··· TEXT BLOCK

Accessing any control register (read or write) when the processor is not in supervisor mode raises a privileged operation fault. Although it might seem useful to allow some of these registers to be accessible from user mode, doing so would violate Popek & Goldberg virtualization requirements because these are "behavior sensitive instructions."
Accessing an index not in this list has undefined behavior.
Index | Read/Write | Shared/Per-Thread | Description |
---|---|---|---|
0 | r | thread | Global Thread ID 1 |
1 | rw | shared | Exception Handler Address 2 |
2 | rw | thread | Trap PC 2 |
3 | r | thread | Trap Cause 2 |
4 | rw | thread | Processor flags 4 |
5 | r | thread | Access address of last memory trap 2 |
6 | r | shared | Count of processor cycles since reset |
7 | rw | shared | TLB miss handler address (physical address) 3 |
8 | rw | thread | Saved flags value 2 |
9 | rw | thread | Current address space ID 3 |
10 | rw | thread | Current page directory base 6 |
11 | rw | thread | Scratchpad register 0 5 |
12 | rw | thread | Scratchpad register 1 |
13 | rw | thread | Subcycle of instruction that a trap interrupted (for scatter/gather memory access) |
14 | rw | thread | Interrupt Enable 2 |
15 | w | thread | Interrupt Ack 2 |
16 | r | thread | Interrupt Pending 2 |
17 | rw | shared | Interrupt Trigger mode 2 |
18 | rw | shared | Bi-directional JTAG data transfer |
19 | r | thread | Index of last syscall instruction. |
20 | w | shared | Suspend thread 7 |
21 | w | shared | Resume thread 7 |
22 | w | shared | Performance counter 0 event select 8 |
23 | w | shared | Performance counter 1 event select |
24 | w | shared | Performance counter 0 low 32 bits |
25 | w | shared | Performance counter 0 high 32 bits |
26 | w | shared | Performance counter 1 low 32 bits |
27 | w | shared | Performance counter 1 high 32 bits |
-
Bits 31-2 are the core index, bits 1-0 are the thread ID (assuming four threads per core).

······

### PARTS OF THE EXERCISE
1/ In the control register table, give the index number of every register whose Read/Write column shows only "r".
2/ Reproduce the control register text starting with "Accessing any control" and going on through "has undefined behavior.", renaming "supervisor mode" to "kernel mode".

··· DATA SUPPLIED

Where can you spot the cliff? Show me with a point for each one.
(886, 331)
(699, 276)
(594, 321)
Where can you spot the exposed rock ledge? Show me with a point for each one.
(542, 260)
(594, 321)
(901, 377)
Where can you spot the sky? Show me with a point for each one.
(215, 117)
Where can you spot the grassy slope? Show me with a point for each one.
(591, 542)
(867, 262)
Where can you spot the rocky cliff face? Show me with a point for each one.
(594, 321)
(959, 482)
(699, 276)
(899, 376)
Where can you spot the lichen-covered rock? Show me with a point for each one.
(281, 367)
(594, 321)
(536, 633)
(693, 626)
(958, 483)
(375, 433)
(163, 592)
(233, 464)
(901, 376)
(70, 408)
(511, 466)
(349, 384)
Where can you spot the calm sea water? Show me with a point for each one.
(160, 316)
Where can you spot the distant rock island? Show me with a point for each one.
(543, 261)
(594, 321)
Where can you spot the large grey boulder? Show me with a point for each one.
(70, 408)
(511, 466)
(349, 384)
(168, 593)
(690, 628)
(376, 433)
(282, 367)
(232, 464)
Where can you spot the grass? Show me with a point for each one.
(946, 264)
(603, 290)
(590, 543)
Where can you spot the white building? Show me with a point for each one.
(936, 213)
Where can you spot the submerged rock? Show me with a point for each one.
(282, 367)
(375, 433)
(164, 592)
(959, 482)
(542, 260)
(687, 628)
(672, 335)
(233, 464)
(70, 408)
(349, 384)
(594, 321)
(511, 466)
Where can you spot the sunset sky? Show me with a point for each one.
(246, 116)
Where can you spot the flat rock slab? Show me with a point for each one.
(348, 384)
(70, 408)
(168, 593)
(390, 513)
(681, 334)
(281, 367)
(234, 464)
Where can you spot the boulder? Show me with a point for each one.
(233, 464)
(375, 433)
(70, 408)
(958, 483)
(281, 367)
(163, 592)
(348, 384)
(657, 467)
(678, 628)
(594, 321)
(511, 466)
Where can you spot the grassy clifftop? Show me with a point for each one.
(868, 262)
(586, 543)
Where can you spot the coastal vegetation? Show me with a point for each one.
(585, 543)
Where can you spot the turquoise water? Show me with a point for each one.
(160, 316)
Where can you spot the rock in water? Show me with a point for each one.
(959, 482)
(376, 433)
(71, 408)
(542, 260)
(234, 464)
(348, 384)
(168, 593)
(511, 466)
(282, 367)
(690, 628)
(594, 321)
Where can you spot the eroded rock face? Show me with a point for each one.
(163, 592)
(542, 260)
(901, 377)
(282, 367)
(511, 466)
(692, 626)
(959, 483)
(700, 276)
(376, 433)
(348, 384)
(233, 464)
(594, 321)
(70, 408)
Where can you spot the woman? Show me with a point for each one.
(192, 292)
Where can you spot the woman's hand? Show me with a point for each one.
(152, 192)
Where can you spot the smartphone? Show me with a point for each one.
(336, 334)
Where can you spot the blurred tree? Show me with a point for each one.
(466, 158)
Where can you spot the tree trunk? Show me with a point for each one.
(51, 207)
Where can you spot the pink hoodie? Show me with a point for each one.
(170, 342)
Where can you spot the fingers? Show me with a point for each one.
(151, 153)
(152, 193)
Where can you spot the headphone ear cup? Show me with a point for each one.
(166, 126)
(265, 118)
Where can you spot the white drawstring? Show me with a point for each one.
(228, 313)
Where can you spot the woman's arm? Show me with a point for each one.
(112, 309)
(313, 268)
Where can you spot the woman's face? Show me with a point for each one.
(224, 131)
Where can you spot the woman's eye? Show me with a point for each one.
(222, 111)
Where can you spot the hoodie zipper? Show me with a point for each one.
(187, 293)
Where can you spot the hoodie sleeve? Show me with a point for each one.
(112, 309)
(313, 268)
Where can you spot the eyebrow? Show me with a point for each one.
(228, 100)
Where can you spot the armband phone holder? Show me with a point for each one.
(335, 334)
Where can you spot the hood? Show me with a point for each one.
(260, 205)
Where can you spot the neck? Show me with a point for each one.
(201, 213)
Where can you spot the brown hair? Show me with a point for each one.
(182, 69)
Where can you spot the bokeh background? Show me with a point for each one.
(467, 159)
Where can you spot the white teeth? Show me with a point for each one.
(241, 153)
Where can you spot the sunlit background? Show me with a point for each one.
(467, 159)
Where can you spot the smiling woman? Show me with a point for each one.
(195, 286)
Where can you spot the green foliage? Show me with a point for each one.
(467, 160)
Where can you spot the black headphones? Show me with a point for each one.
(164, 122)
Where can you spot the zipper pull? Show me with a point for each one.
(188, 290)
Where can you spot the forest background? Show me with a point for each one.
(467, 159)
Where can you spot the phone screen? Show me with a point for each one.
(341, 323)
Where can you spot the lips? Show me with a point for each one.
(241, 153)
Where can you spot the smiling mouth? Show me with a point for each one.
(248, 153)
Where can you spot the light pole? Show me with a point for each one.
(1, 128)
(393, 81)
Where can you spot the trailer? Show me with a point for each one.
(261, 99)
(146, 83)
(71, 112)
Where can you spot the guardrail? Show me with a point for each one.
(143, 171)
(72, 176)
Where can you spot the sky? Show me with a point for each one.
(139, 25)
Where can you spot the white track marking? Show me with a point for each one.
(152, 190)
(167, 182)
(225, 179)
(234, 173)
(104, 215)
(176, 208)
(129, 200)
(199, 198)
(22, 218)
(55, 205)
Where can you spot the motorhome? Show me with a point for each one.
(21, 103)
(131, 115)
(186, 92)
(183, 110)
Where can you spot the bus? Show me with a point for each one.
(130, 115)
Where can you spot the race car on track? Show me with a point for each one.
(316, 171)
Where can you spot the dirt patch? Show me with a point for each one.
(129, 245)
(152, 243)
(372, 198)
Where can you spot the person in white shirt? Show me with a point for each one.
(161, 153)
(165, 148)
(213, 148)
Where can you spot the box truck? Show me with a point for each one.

······

### RESPONSES
1/ 0, 3, 5, 6, 16, 19

2/
Accessing any control register (read or write) when the processor is not in kernel mode raises a privileged operation fault. Although it might seem useful to allow some of these registers to be accessible from user mode, doing so would violate Popek & Goldberg virtualization requirements because these are "behavior sensitive instructions."
Accessing an index not in this list has undefined behavior.